* [TEXTE DE LA PAGE]
———

Selon l'air du temps de ce janvier 2020, il y a trois fonctions trigonométriques circulaires : sinus, cosinus, tangente. Quand j'étais jeune, élève puis professeur, il y en avait une quatrième, la cotangente. J'ai déjà raconté ici ma surprise lors d'une colle en Math-Spé il y a trois ou quatre ans, de constater que l'élève n'avait pas entendu parler de la cotangente.

Mais il y a plus. Lorsque je regarde des traités français de la fin du XIXème siècle, ou des publications anglo-saxonnes, j'en découvre deux autres : la sécante et la cosécante.

Il y a quelques années, un collègue professeur de Math-Spé m'avait signalé ingénument ces deux fonctions, comme une découverte qu'il avait faite dans Maple. Bon, me suis-je dit, voici quelqu'un qui n'a jamais ouvert un livre un peu ancien ni étranger, il y en a, des braves gens comme ça, qui sont quand même agrégés...

———

* [DONNÉES DE TRAVAIL]
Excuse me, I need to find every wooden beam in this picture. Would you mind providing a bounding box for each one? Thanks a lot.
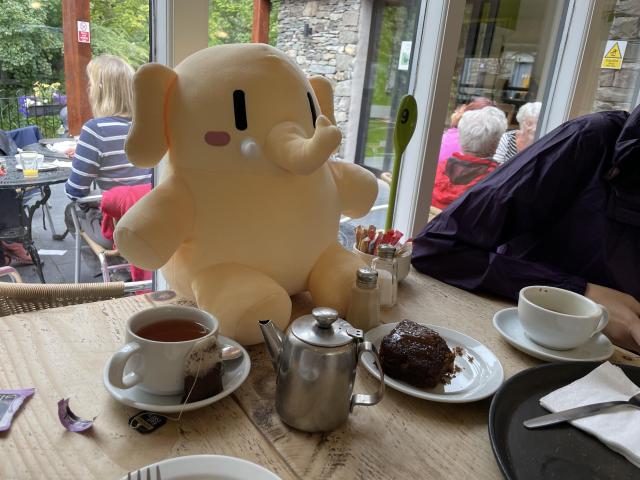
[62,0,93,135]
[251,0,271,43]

———

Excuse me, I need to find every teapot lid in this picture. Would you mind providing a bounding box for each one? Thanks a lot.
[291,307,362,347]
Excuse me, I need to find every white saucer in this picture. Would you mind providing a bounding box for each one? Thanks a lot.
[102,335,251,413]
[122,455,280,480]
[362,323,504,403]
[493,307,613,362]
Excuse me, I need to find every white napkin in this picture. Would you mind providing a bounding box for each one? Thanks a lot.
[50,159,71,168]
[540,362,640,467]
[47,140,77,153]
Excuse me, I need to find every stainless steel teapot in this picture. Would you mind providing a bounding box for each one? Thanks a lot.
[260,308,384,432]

———

* [CONSIGNES]
1. D'après le texte sur les fonctions trigonométriques, quelles sont les deux fonctions que l'auteur découvre dans des traités français de la fin du XIXème siècle ou dans des publications anglo-saxonnes ?
2. Recopiez à l'identique les lignes des enregistrements, de la ligne contenant « Excuse me, I need to find every wooden » à la ligne contenant « [251,0,271,43] », ces deux lignes comprises, sans reproduire les images.
Le texte et les enregistrements proviennent de sources distinctes.

* [RÉPONSES ATTENDUES]
1. La sécante et la cosécante.

2.
Excuse me, I need to find every wooden beam in this picture. Would you mind providing a bounding box for each one? Thanks a lot.
[62,0,93,135]
[251,0,271,43]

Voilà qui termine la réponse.